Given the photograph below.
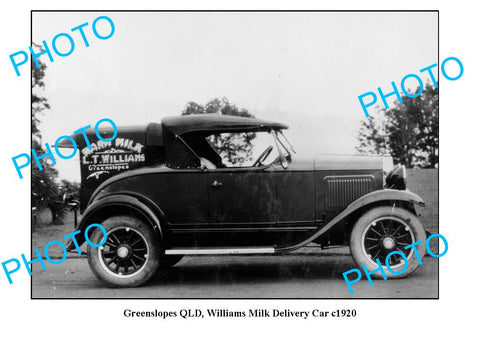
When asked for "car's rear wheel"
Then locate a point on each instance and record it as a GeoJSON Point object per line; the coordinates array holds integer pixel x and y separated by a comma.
{"type": "Point", "coordinates": [129, 257]}
{"type": "Point", "coordinates": [383, 230]}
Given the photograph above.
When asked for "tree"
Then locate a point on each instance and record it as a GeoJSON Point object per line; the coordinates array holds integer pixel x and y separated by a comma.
{"type": "Point", "coordinates": [45, 191]}
{"type": "Point", "coordinates": [408, 130]}
{"type": "Point", "coordinates": [233, 147]}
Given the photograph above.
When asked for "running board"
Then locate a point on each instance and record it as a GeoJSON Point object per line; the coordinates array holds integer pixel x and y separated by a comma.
{"type": "Point", "coordinates": [218, 251]}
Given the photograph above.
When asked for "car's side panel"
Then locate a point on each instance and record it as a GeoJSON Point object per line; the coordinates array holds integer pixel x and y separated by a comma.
{"type": "Point", "coordinates": [241, 197]}
{"type": "Point", "coordinates": [182, 195]}
{"type": "Point", "coordinates": [295, 195]}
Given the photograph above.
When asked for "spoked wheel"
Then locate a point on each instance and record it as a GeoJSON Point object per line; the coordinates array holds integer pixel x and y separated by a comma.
{"type": "Point", "coordinates": [125, 252]}
{"type": "Point", "coordinates": [383, 230]}
{"type": "Point", "coordinates": [129, 257]}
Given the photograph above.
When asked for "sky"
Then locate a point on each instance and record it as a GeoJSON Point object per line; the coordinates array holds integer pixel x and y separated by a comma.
{"type": "Point", "coordinates": [305, 69]}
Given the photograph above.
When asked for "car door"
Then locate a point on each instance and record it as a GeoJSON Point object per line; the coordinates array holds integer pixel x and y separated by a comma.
{"type": "Point", "coordinates": [242, 197]}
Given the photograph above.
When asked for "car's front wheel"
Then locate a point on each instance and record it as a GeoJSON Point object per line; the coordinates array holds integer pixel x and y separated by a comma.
{"type": "Point", "coordinates": [383, 230]}
{"type": "Point", "coordinates": [129, 257]}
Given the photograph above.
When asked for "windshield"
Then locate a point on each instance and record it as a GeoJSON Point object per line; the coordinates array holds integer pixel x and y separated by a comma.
{"type": "Point", "coordinates": [245, 149]}
{"type": "Point", "coordinates": [284, 145]}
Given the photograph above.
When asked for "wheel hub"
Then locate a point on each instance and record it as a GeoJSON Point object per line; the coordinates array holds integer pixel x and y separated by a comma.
{"type": "Point", "coordinates": [388, 242]}
{"type": "Point", "coordinates": [123, 251]}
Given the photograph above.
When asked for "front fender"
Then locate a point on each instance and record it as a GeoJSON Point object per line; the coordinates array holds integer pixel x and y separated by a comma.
{"type": "Point", "coordinates": [372, 197]}
{"type": "Point", "coordinates": [105, 207]}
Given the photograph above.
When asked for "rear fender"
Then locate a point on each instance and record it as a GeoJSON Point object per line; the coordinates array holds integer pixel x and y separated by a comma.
{"type": "Point", "coordinates": [379, 196]}
{"type": "Point", "coordinates": [108, 206]}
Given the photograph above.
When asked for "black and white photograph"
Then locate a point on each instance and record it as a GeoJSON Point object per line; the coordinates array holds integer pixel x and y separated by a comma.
{"type": "Point", "coordinates": [227, 154]}
{"type": "Point", "coordinates": [238, 170]}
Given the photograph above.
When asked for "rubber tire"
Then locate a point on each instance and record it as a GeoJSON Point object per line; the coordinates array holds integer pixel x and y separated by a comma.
{"type": "Point", "coordinates": [168, 261]}
{"type": "Point", "coordinates": [364, 222]}
{"type": "Point", "coordinates": [142, 275]}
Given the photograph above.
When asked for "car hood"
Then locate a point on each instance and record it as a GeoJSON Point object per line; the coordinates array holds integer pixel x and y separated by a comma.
{"type": "Point", "coordinates": [348, 162]}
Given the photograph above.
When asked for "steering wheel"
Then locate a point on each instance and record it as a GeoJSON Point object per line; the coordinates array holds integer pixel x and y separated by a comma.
{"type": "Point", "coordinates": [263, 156]}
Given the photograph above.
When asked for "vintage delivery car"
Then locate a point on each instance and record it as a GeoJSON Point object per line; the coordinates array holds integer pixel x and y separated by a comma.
{"type": "Point", "coordinates": [217, 184]}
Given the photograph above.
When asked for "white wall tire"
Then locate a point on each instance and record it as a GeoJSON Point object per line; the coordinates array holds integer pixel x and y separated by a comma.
{"type": "Point", "coordinates": [130, 257]}
{"type": "Point", "coordinates": [382, 230]}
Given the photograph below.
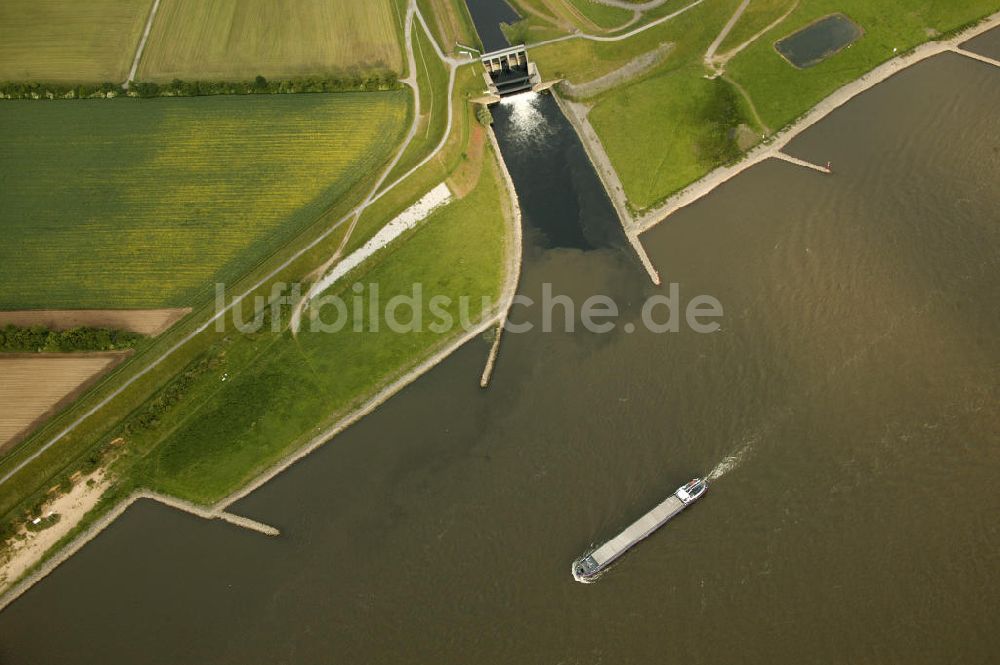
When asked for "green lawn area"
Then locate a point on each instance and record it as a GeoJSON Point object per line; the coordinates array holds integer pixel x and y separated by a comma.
{"type": "Point", "coordinates": [68, 41]}
{"type": "Point", "coordinates": [655, 128]}
{"type": "Point", "coordinates": [238, 39]}
{"type": "Point", "coordinates": [669, 111]}
{"type": "Point", "coordinates": [280, 389]}
{"type": "Point", "coordinates": [146, 203]}
{"type": "Point", "coordinates": [758, 15]}
{"type": "Point", "coordinates": [602, 16]}
{"type": "Point", "coordinates": [781, 92]}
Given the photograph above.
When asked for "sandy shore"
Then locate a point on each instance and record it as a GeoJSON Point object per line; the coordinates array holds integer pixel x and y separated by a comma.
{"type": "Point", "coordinates": [774, 145]}
{"type": "Point", "coordinates": [20, 554]}
{"type": "Point", "coordinates": [514, 257]}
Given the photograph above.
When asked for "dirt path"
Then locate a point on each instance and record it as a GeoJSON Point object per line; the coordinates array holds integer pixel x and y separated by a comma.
{"type": "Point", "coordinates": [721, 60]}
{"type": "Point", "coordinates": [142, 44]}
{"type": "Point", "coordinates": [639, 7]}
{"type": "Point", "coordinates": [630, 70]}
{"type": "Point", "coordinates": [726, 29]}
{"type": "Point", "coordinates": [753, 107]}
{"type": "Point", "coordinates": [626, 35]}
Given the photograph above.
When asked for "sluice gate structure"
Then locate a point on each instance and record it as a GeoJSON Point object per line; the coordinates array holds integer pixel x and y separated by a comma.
{"type": "Point", "coordinates": [509, 71]}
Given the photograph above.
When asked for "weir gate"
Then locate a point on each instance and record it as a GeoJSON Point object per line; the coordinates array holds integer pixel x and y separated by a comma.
{"type": "Point", "coordinates": [508, 72]}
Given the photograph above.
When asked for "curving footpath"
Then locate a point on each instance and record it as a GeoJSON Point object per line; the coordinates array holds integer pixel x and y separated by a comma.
{"type": "Point", "coordinates": [773, 147]}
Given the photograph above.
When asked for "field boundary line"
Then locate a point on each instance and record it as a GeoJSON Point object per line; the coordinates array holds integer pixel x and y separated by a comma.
{"type": "Point", "coordinates": [142, 44]}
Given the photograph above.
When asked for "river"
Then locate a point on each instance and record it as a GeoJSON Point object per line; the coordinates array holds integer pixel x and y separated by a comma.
{"type": "Point", "coordinates": [847, 411]}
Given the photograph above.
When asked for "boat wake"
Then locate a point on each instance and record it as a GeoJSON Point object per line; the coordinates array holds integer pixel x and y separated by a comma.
{"type": "Point", "coordinates": [735, 459]}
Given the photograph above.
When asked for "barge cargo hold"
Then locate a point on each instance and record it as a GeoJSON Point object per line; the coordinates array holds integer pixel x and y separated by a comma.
{"type": "Point", "coordinates": [588, 566]}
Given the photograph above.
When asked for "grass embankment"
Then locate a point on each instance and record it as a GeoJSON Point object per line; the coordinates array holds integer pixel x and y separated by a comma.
{"type": "Point", "coordinates": [146, 203]}
{"type": "Point", "coordinates": [157, 406]}
{"type": "Point", "coordinates": [432, 79]}
{"type": "Point", "coordinates": [254, 398]}
{"type": "Point", "coordinates": [758, 15]}
{"type": "Point", "coordinates": [670, 126]}
{"type": "Point", "coordinates": [238, 39]}
{"type": "Point", "coordinates": [782, 93]}
{"type": "Point", "coordinates": [69, 41]}
{"type": "Point", "coordinates": [451, 23]}
{"type": "Point", "coordinates": [546, 19]}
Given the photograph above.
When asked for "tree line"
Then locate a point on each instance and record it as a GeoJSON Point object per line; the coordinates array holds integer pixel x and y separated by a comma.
{"type": "Point", "coordinates": [40, 339]}
{"type": "Point", "coordinates": [353, 81]}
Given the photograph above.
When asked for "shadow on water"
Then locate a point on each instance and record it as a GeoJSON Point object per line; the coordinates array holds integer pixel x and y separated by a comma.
{"type": "Point", "coordinates": [563, 201]}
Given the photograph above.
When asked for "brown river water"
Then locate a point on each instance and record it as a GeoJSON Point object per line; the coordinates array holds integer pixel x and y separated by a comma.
{"type": "Point", "coordinates": [848, 411]}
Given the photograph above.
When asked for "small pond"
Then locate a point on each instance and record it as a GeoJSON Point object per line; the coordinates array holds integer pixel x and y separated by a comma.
{"type": "Point", "coordinates": [818, 41]}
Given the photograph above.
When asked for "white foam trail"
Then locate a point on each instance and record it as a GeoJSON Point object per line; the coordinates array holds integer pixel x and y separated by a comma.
{"type": "Point", "coordinates": [735, 459]}
{"type": "Point", "coordinates": [527, 121]}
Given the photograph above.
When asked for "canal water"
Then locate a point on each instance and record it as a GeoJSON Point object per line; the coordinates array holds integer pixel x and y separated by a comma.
{"type": "Point", "coordinates": [848, 411]}
{"type": "Point", "coordinates": [487, 15]}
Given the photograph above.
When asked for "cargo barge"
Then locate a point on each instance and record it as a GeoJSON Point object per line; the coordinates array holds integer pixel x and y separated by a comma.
{"type": "Point", "coordinates": [589, 565]}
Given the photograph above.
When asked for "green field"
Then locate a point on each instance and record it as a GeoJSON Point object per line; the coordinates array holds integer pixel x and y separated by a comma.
{"type": "Point", "coordinates": [659, 130]}
{"type": "Point", "coordinates": [68, 41]}
{"type": "Point", "coordinates": [281, 389]}
{"type": "Point", "coordinates": [145, 203]}
{"type": "Point", "coordinates": [238, 39]}
{"type": "Point", "coordinates": [782, 92]}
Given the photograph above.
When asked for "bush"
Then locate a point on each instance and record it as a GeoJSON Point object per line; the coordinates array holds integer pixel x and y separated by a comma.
{"type": "Point", "coordinates": [36, 339]}
{"type": "Point", "coordinates": [722, 114]}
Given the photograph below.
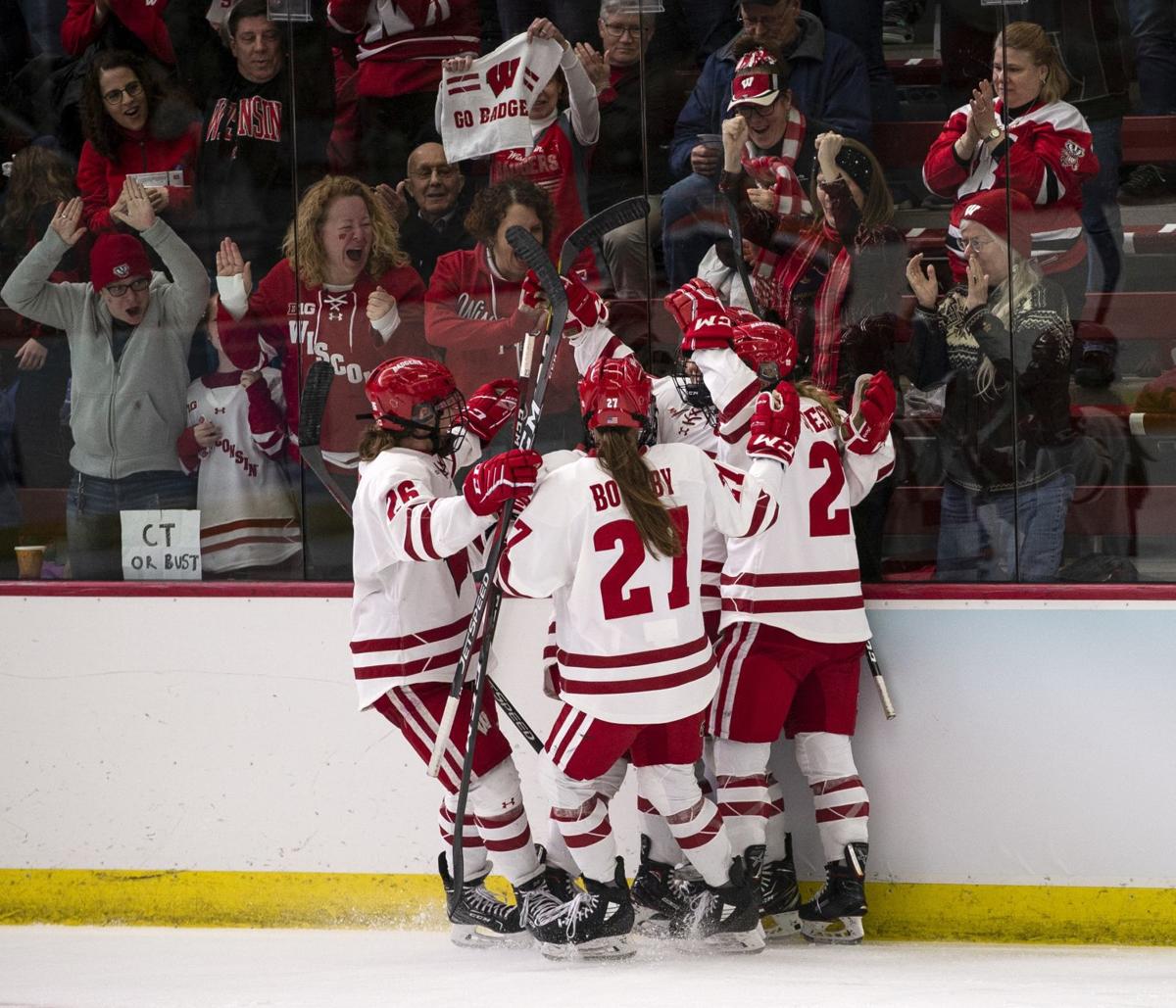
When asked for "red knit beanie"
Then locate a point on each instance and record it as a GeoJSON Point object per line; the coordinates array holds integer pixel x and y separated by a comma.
{"type": "Point", "coordinates": [991, 211]}
{"type": "Point", "coordinates": [116, 259]}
^^^^^^^^
> Task item: Your answer should be a single number: how many lines of the listing hold the string "rear".

> Solution below: 2